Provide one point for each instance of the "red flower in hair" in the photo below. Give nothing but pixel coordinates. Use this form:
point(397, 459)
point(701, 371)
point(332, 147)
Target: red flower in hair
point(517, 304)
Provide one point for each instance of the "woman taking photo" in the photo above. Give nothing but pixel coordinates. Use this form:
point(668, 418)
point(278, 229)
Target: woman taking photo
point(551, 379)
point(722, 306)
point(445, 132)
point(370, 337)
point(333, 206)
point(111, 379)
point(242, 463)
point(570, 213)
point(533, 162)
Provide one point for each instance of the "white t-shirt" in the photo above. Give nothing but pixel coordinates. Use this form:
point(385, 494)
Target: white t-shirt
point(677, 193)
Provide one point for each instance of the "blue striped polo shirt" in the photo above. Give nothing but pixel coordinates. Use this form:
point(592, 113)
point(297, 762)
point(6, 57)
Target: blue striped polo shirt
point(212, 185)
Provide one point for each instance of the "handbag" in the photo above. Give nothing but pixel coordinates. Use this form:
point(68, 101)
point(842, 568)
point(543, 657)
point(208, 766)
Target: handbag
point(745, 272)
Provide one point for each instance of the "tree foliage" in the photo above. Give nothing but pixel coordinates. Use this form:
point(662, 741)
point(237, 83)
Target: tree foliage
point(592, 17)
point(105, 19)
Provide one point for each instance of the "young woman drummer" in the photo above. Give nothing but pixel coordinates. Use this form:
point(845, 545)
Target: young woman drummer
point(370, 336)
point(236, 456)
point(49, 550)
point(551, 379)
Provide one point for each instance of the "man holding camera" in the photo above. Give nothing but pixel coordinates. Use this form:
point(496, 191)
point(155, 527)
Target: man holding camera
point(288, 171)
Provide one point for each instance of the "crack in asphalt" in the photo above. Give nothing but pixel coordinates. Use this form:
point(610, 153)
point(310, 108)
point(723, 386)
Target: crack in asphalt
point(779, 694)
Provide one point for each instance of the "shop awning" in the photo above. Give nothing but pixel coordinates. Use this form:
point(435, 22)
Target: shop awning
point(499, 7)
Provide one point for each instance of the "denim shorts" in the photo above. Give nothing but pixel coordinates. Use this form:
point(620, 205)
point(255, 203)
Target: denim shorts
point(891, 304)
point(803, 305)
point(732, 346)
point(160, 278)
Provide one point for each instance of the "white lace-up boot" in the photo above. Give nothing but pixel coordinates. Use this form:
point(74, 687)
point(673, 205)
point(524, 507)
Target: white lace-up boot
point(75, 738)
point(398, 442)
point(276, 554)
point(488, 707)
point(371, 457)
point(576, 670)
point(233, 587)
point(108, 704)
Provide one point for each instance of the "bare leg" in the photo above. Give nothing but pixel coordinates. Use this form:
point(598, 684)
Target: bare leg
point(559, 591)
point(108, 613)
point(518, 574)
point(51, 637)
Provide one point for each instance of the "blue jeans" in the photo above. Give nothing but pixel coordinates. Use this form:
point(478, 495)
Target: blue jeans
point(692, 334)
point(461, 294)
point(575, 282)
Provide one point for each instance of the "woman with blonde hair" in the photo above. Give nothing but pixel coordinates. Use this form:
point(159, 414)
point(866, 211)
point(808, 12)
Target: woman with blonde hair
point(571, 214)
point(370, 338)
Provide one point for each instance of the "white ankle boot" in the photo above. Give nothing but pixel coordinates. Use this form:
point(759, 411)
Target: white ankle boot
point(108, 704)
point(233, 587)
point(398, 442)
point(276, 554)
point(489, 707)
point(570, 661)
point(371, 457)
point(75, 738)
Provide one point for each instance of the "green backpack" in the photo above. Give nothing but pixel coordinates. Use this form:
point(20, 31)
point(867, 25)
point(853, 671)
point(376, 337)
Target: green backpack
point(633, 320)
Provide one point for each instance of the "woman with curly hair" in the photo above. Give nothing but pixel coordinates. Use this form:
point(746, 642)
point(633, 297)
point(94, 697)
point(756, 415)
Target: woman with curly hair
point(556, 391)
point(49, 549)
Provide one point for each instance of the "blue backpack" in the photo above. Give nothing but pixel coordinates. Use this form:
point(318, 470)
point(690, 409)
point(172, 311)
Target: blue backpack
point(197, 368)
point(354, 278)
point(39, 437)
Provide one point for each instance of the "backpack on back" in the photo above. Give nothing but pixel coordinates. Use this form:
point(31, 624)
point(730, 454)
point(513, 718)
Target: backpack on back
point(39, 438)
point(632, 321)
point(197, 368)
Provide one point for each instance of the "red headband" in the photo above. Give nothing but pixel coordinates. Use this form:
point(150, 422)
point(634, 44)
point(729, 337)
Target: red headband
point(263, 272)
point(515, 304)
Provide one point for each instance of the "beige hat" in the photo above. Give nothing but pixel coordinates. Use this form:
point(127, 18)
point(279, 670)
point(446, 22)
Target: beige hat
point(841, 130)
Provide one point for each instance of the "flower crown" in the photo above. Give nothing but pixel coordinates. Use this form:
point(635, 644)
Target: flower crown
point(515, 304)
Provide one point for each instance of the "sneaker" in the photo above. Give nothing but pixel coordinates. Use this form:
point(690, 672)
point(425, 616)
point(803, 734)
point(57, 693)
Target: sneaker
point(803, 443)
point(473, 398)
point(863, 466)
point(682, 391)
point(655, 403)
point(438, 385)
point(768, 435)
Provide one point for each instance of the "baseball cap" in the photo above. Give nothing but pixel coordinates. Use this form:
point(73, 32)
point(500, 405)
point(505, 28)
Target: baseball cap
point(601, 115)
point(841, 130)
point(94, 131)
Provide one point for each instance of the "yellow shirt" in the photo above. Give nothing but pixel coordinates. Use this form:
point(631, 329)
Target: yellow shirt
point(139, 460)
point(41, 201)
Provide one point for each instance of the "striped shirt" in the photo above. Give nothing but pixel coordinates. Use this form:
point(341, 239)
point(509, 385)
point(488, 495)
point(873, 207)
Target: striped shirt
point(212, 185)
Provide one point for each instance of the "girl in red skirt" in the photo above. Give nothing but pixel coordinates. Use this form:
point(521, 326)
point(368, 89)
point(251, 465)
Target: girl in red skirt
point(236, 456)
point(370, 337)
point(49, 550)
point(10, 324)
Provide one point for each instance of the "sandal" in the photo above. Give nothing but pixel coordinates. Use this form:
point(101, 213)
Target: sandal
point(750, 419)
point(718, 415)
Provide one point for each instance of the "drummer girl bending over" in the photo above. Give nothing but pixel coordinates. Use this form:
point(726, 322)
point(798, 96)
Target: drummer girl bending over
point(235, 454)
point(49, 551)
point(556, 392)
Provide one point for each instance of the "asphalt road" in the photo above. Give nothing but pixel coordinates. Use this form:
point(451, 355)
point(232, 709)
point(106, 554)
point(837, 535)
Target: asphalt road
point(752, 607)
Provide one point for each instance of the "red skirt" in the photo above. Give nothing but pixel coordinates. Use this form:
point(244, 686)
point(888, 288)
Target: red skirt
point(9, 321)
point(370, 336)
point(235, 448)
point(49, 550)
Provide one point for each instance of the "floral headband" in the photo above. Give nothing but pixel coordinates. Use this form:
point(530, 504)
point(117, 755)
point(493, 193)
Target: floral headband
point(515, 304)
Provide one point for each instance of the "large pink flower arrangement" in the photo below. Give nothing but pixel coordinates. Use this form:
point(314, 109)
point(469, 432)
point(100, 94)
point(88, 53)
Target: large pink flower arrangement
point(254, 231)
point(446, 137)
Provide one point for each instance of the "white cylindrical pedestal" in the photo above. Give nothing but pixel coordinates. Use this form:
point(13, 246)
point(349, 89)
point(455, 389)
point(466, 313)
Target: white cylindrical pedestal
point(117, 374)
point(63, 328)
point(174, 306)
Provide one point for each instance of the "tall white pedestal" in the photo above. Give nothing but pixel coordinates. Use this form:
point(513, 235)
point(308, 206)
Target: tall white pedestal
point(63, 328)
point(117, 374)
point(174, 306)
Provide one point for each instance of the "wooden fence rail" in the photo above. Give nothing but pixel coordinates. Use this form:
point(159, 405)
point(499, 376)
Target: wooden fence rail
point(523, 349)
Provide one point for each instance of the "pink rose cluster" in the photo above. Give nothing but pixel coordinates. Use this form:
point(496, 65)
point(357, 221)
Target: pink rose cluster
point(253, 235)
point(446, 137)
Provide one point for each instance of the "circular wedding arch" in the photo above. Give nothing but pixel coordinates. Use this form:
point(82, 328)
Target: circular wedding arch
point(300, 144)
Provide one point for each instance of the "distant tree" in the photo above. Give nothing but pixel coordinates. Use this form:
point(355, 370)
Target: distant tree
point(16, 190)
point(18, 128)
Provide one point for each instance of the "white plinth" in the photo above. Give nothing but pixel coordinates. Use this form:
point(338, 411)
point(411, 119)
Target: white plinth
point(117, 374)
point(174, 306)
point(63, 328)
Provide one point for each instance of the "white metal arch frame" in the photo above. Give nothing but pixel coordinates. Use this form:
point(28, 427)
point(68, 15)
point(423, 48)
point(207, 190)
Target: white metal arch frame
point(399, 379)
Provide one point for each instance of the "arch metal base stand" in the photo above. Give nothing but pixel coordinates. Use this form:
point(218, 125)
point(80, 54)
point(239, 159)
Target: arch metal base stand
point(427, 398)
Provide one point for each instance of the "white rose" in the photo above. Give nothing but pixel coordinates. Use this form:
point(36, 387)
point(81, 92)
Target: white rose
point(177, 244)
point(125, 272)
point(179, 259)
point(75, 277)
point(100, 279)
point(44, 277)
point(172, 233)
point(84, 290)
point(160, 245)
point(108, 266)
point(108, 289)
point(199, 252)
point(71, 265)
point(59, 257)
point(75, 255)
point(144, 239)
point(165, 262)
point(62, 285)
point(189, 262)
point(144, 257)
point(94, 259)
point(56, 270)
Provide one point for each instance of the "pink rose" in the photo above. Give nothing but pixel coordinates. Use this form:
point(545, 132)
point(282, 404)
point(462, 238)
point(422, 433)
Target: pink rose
###
_Aim_:
Lay out as a numbered list every line from the first one above through the line containing "point(745, 272)", both included, and leave out any blank lines.

_Exercise answer_:
1. Provide one point for each instance of the "red flower in hair" in the photo below. Give nothing but pixel coordinates. Use this form:
2. point(397, 459)
3. point(701, 371)
4. point(332, 147)
5. Target: red flower in hair
6. point(517, 304)
7. Provide one point for each instance of the "woman taking photo" in the photo above. Give nothing but pixel coordinates. Use this form:
8. point(668, 418)
9. point(278, 229)
10. Target: woman taking photo
11. point(551, 379)
12. point(722, 306)
13. point(445, 132)
14. point(370, 337)
15. point(333, 206)
16. point(111, 379)
17. point(242, 463)
18. point(570, 213)
19. point(533, 162)
20. Provide one point for each instance of the "white t-shirt" in the photo above. Give nothing but pixel coordinates. Use this form:
21. point(385, 494)
22. Target: white t-shirt
23. point(677, 193)
24. Provide one point for each instance of the "blue striped polo shirt" in the photo above. Give nothing but pixel coordinates. Use this form:
25. point(592, 113)
26. point(297, 762)
27. point(6, 57)
28. Target: blue striped polo shirt
29. point(212, 185)
30. Provide one point for each instance of the "handbag" in the photo above. Give nothing but pixel coordinates. Use this form:
31. point(68, 101)
32. point(842, 568)
33. point(543, 657)
34. point(208, 766)
35. Target: handbag
36. point(745, 272)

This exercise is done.